Parts of the exercise -
[A] In the article on TV movies, what is Ian Whitehead's job and where does he work?
[B] Name every proper noun that appears in the article on TV movies.
[C] Carry on the article about TV movies and one-off dramas from its last paragraph.

+++ Article

Less is more
The rampant demand for long-running series is seemingly unstoppable, yet TV movies and one-off dramas are becoming a powerful tool in addressing single issues or themes. They’re also evidence that not every story needs to run to multiple episodes and seasons.
TV movies come in many forms, whether they’re single dramas with a feature-length running time or topical one-offs that dramatise a contemporary or historical theme or event. And while it might seem logical that the current demand for binge-worthy series would temper the desire for small-screen movies, in truth they are as sought-after as ever as viewers seek a quick storytelling fix before starting the next must-watch 10- or 13-episode show.
“They have their place, for sure,” says Ian Whitehead, a producer at Canada’s Incendo Films. “But subscription-based firms are always looking for newness. Yes, they might have Breaking Bad to attract viewers, but they’re trying to broaden out and have something new.”

++++++
+++ Given records

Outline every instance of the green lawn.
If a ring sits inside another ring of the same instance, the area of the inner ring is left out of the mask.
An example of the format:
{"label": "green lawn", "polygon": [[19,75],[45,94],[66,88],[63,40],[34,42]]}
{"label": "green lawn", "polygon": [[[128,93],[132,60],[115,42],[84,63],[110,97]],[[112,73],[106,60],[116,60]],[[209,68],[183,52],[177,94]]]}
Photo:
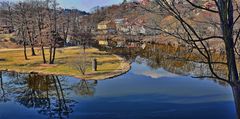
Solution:
{"label": "green lawn", "polygon": [[[45,50],[48,59],[48,50]],[[31,56],[28,50],[29,60],[24,60],[23,51],[20,50],[0,50],[0,70],[16,71],[22,73],[36,72],[39,74],[67,75],[81,79],[100,80],[116,75],[120,75],[129,70],[130,64],[123,58],[99,51],[95,48],[86,49],[86,75],[83,76],[76,70],[83,59],[82,49],[78,47],[57,49],[54,65],[42,64],[42,55],[39,49],[36,49],[37,56]],[[92,59],[98,61],[98,70],[92,71]]]}

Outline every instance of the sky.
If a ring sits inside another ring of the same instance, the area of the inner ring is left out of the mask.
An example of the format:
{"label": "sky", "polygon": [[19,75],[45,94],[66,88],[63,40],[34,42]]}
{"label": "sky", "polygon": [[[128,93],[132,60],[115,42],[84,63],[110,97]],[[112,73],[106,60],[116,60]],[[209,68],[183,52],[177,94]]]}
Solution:
{"label": "sky", "polygon": [[[3,0],[0,0],[3,1]],[[20,1],[20,0],[4,0],[4,1]],[[61,7],[75,8],[90,12],[96,6],[109,6],[122,3],[123,0],[57,0]]]}

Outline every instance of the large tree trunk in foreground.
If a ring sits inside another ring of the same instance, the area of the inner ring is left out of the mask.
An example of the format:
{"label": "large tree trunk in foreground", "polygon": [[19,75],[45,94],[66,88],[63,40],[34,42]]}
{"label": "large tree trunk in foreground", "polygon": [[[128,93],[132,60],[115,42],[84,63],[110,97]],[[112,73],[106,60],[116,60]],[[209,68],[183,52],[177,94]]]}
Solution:
{"label": "large tree trunk in foreground", "polygon": [[28,60],[28,58],[27,58],[27,47],[26,47],[26,42],[25,41],[23,43],[23,53],[24,53],[25,60]]}
{"label": "large tree trunk in foreground", "polygon": [[240,119],[240,86],[232,86],[232,92],[236,107],[237,119]]}
{"label": "large tree trunk in foreground", "polygon": [[46,57],[45,57],[45,51],[44,51],[44,47],[43,45],[41,46],[41,49],[42,49],[42,57],[43,57],[43,63],[46,64],[47,61],[46,61]]}
{"label": "large tree trunk in foreground", "polygon": [[[232,42],[232,40],[229,40]],[[233,42],[226,45],[226,55],[228,64],[228,79],[231,82],[237,83],[238,81],[238,70],[235,60],[235,51],[233,48]]]}
{"label": "large tree trunk in foreground", "polygon": [[219,16],[221,21],[221,29],[223,34],[223,40],[225,43],[227,65],[228,65],[228,79],[237,83],[238,70],[235,59],[234,40],[233,40],[233,1],[232,0],[219,0],[218,1]]}
{"label": "large tree trunk in foreground", "polygon": [[35,50],[34,50],[34,45],[31,45],[31,50],[32,50],[32,56],[36,56]]}

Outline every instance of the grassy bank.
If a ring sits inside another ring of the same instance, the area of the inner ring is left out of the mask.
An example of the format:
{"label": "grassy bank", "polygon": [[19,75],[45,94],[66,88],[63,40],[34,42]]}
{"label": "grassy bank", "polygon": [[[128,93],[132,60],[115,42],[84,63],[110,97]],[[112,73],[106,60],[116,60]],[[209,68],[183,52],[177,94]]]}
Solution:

++++++

Answers to the problems -
[A] He is a producer at Canada's Incendo Films.

[B] Ian Whitehead, Canada, Incendo Films, Breaking Bad

[C]
Europe has long been keen on TV movies, with schedules built around 90-minute dramas. This remains the case in Germany, where Rowboat Film und Fernsehproduktion is behind Die Toten vom Bodensee (Murder by the Lake), a series of small-screen movies produced twice a year, following two cops as they investigate murders at a lake that borders Germany, Austria and Switzerland. Distributor Beta Film has sold the series, produced for Germany’s ZDF and Austria’s ORF, into more than 50 territories.
“Every market’s different but Germany somehow kept the 90-minute timeslots in abundance,” says Rowboat producer Sam Davis. “We produce two or three a year with the same cops and the audience responds to it because it’s a cinematic experience in a serial context. We find there’s still a big audience for that.
“We can’t ignore the fact the audience has become more serialised. And because they’ve become more serialised, we’ve adapted to more serialised TV movies, as we know the audience can keep a lot of subplots and complex characters in the air at the same time.”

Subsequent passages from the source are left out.